## Exercise aim
Give again, word for word, the lines below that run from the line with "Locate the shaded" through the line with "pixel 38 65". Drop the pictures.

## Entries supplied
--------------------------------------------------
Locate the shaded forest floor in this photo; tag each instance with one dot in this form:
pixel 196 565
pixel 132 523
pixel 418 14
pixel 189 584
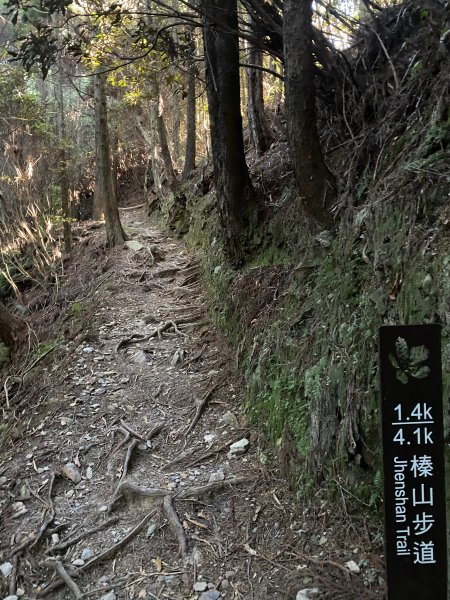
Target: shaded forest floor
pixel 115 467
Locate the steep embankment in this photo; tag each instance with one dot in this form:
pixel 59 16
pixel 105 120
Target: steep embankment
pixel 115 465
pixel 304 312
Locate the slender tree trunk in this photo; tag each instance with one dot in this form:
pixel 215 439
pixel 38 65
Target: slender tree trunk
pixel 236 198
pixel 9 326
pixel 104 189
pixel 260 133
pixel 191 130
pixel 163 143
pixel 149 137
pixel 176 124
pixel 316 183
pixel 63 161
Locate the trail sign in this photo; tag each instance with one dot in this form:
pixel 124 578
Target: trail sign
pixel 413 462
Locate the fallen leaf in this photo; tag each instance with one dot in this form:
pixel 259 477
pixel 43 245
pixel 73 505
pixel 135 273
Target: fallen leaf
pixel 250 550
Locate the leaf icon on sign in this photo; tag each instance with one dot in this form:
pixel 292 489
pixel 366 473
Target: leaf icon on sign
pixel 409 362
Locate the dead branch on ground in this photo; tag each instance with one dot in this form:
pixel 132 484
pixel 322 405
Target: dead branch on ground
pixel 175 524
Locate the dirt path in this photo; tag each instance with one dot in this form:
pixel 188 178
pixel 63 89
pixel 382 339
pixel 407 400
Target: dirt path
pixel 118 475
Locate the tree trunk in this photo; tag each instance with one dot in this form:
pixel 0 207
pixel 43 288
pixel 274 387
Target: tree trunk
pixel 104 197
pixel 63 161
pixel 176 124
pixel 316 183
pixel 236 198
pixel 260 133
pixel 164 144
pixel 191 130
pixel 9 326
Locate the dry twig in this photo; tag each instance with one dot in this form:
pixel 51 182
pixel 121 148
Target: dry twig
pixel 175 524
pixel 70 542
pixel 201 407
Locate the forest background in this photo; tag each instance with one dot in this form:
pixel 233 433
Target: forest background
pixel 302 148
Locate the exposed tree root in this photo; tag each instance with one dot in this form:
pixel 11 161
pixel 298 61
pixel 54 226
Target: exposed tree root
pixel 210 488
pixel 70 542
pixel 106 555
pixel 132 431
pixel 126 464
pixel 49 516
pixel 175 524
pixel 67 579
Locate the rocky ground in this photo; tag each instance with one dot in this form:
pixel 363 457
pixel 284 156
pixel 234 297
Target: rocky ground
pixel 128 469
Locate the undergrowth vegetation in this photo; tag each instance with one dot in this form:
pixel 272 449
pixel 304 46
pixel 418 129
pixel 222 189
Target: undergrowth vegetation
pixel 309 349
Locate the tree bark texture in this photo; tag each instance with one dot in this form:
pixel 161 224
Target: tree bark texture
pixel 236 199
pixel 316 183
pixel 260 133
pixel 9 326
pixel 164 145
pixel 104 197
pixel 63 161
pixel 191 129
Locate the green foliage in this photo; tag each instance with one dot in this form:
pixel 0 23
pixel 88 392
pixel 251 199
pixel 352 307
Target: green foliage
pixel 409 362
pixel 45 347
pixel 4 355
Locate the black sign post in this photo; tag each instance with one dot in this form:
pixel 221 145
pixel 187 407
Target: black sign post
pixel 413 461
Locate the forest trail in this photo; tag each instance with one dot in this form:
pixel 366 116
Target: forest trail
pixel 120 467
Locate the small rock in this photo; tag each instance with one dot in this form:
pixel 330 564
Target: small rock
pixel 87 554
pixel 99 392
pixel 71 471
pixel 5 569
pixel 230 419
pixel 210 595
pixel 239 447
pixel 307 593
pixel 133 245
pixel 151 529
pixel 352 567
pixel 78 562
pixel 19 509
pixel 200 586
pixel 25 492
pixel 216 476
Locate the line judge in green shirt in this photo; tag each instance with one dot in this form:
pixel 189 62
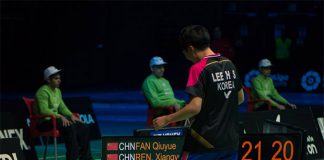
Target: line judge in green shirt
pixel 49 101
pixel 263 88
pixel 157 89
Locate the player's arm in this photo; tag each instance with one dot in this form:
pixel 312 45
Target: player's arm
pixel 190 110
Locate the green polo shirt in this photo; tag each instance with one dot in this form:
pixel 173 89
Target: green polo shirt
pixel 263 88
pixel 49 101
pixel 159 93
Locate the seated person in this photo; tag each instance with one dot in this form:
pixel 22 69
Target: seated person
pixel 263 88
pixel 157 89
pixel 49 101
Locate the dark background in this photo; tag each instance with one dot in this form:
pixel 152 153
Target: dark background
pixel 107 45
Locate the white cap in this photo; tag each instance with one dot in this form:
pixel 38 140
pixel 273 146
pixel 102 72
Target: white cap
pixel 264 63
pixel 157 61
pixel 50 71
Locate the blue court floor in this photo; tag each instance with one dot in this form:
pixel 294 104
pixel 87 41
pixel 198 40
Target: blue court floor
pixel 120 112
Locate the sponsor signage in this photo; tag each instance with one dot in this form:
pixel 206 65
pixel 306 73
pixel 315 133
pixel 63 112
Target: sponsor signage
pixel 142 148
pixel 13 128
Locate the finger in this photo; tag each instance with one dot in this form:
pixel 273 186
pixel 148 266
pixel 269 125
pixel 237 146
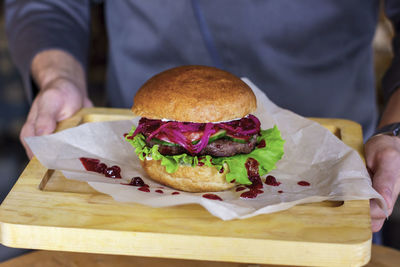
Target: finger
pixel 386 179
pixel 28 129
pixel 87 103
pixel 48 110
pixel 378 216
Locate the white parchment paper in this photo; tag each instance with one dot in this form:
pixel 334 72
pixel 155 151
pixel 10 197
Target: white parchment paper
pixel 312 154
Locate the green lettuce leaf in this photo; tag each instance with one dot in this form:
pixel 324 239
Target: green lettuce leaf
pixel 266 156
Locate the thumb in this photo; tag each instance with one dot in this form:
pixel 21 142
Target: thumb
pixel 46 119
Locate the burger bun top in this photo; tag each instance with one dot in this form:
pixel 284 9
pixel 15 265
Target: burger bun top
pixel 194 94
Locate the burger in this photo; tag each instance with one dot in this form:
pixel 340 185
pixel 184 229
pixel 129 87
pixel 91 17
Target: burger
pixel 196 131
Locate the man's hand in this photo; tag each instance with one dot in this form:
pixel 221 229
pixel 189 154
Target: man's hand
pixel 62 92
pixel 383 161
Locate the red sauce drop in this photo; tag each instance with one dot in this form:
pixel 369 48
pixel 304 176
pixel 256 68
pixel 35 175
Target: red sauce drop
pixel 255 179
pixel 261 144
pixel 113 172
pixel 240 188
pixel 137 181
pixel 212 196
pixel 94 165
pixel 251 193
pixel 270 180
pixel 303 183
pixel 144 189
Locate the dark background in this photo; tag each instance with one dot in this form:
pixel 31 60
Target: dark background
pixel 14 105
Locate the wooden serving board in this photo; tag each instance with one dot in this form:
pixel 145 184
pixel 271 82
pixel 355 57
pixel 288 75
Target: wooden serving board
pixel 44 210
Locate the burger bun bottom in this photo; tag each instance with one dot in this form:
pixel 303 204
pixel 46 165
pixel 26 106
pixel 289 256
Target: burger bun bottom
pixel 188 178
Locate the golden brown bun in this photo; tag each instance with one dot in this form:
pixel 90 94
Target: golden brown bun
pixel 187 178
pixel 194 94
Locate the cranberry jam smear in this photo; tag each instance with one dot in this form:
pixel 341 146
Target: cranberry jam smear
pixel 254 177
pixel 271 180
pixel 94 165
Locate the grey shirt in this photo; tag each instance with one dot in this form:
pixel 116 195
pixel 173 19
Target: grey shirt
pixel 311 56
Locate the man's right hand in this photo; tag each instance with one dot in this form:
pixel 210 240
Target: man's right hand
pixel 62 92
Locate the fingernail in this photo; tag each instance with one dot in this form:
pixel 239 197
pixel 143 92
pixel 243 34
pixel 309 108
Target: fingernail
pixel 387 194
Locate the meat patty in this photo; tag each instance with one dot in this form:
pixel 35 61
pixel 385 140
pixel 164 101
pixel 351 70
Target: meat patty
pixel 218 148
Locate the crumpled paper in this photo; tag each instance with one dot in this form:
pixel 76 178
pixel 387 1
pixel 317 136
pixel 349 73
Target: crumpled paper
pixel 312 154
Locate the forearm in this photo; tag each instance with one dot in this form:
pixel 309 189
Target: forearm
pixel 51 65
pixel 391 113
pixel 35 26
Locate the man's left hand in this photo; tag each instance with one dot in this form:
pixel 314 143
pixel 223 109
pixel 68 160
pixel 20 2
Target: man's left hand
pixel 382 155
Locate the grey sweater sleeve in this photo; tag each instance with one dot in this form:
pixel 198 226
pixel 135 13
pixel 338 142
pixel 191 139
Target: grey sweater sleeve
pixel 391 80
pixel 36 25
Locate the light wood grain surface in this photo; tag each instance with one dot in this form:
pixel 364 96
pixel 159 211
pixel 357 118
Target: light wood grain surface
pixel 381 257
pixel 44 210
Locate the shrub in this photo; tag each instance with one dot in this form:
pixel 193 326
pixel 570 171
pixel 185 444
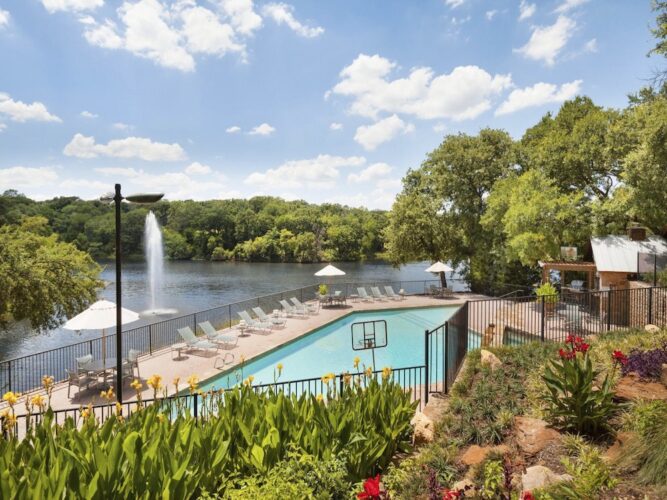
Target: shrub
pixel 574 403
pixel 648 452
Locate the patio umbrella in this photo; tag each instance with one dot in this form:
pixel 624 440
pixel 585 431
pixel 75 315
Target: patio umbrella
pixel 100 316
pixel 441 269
--------------------------------------------------
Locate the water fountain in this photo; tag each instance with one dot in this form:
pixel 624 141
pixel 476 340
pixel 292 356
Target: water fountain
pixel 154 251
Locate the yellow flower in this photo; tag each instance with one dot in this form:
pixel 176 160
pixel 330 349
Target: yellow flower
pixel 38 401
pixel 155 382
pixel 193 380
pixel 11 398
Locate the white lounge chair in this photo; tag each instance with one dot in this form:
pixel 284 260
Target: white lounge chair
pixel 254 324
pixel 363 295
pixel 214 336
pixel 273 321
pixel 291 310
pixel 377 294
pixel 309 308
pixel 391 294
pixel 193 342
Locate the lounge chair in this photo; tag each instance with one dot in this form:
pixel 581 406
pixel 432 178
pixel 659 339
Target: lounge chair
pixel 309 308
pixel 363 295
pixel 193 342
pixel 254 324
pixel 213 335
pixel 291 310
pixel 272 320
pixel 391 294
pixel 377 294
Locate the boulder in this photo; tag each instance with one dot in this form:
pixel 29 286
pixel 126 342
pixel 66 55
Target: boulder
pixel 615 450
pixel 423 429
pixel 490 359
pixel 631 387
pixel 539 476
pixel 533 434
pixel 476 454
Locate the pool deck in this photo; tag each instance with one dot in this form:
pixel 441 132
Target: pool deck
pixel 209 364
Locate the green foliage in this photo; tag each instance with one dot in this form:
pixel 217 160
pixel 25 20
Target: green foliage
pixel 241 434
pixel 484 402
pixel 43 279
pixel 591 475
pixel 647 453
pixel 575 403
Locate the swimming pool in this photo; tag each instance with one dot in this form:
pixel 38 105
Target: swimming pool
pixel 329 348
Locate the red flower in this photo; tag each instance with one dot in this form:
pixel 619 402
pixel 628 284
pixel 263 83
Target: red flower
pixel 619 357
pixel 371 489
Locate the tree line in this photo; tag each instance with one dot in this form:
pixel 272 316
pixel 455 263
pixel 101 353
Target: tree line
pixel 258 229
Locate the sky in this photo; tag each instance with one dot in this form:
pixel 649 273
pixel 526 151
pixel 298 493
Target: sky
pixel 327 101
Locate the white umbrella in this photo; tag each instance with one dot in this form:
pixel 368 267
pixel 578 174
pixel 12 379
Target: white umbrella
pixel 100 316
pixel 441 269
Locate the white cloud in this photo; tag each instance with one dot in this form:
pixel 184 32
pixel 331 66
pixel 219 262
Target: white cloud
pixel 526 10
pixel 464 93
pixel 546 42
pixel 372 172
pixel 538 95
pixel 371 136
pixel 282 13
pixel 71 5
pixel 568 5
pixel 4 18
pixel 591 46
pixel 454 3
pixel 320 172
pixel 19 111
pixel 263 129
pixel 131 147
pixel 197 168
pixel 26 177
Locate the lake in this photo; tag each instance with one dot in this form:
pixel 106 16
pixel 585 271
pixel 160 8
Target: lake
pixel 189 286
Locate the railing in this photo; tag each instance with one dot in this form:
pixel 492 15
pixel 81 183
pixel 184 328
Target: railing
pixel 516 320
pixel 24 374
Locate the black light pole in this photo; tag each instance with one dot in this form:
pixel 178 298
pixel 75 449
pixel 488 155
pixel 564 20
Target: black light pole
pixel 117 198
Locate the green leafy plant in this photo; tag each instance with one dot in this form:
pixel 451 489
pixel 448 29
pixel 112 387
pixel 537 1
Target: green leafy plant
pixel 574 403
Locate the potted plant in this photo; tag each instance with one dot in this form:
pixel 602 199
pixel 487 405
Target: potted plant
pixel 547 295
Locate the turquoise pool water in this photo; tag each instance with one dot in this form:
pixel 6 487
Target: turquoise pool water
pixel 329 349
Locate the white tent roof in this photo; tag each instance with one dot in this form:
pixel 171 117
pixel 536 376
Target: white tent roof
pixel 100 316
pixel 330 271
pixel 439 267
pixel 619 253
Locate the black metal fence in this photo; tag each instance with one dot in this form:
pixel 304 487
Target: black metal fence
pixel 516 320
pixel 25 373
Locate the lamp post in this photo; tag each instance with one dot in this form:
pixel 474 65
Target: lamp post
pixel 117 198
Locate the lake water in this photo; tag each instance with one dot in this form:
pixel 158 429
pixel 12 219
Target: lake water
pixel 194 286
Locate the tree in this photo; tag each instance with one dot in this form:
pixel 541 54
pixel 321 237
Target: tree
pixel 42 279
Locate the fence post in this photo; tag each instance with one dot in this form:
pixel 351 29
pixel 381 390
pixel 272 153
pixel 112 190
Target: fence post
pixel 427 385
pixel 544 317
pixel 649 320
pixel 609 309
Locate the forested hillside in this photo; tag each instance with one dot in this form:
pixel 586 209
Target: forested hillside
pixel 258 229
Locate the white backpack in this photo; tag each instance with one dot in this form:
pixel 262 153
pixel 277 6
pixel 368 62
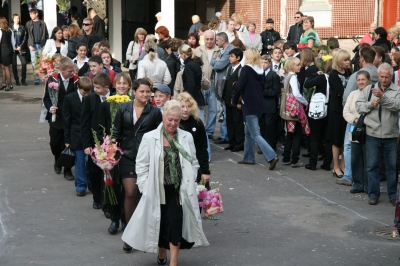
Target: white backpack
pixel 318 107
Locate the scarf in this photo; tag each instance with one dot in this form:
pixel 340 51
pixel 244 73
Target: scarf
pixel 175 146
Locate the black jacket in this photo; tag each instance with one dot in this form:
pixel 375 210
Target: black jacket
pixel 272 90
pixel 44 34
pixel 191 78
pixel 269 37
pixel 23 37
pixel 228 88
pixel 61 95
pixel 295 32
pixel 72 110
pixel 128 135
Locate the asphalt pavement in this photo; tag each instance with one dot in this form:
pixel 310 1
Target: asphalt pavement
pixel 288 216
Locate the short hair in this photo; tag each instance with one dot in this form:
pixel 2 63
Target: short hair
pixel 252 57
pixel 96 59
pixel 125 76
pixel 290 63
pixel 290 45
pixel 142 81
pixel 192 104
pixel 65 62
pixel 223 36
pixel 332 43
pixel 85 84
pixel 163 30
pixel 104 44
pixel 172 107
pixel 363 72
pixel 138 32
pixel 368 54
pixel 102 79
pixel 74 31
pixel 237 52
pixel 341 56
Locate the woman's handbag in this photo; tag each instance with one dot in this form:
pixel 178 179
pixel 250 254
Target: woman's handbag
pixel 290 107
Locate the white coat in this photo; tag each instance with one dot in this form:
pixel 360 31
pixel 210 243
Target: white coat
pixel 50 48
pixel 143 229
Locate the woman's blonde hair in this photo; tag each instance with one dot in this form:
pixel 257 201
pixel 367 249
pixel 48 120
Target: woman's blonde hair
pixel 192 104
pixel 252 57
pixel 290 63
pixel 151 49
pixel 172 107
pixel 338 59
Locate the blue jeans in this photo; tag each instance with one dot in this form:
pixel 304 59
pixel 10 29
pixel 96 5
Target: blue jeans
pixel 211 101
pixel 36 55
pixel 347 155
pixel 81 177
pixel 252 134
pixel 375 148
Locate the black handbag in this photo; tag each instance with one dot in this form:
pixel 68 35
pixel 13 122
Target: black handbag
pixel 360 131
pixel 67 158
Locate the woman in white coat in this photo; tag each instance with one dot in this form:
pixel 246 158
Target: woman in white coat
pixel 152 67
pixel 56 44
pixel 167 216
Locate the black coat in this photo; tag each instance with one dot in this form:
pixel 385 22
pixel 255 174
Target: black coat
--------------------------------------------------
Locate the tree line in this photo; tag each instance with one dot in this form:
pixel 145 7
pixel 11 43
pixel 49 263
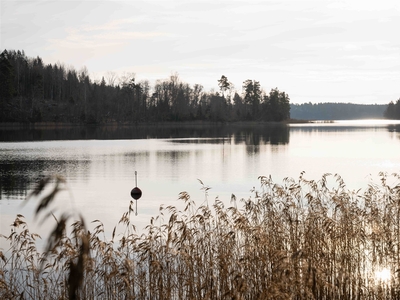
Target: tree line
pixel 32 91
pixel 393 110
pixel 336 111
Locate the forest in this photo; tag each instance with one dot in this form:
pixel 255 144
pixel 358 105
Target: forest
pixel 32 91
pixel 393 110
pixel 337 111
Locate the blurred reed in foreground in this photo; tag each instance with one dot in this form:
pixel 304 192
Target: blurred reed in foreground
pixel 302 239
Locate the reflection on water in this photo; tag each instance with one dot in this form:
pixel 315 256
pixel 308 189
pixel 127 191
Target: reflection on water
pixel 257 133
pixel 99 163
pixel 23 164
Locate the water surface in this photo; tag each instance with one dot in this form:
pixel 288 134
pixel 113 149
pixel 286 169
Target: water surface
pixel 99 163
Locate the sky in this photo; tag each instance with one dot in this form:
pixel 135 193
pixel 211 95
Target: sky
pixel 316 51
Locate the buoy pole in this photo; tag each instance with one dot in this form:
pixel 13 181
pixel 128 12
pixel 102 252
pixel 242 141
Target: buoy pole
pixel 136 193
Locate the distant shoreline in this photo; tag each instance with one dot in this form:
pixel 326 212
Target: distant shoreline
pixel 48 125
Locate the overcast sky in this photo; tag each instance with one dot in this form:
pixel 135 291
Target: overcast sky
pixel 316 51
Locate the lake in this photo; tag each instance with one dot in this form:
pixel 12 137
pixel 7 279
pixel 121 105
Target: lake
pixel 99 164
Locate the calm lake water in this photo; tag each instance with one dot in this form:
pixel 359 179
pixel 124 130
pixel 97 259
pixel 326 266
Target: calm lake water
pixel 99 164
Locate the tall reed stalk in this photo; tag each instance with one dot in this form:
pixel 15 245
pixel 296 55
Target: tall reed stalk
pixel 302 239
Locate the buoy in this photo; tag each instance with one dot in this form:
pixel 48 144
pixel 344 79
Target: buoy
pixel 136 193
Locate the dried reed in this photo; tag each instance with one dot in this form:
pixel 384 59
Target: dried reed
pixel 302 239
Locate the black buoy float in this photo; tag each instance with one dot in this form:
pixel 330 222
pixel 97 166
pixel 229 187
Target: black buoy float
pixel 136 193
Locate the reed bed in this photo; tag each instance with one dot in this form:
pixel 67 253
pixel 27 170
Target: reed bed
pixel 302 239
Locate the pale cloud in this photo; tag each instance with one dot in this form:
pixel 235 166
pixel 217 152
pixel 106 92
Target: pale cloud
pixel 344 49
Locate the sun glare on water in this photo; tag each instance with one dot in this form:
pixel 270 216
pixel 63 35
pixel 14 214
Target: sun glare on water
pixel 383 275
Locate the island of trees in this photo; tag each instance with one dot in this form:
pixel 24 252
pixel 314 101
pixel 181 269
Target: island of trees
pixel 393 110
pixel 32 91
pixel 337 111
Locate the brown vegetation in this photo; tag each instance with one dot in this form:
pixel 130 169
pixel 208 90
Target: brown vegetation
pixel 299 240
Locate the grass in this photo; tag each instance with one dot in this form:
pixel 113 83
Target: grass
--------------------------------------------------
## The answer
Locate the shaded forest floor in this photo; tag each instance with one dot in this form:
pixel 196 565
pixel 132 523
pixel 418 14
pixel 189 584
Target: shaded forest floor
pixel 115 467
Locate the steep embankment in this photo; tag each instance with one dot in this form:
pixel 59 16
pixel 105 120
Target: steep embankment
pixel 115 465
pixel 304 312
Locate the slender tree trunk in this photo; tag each instance with one dot in this form:
pixel 215 439
pixel 38 65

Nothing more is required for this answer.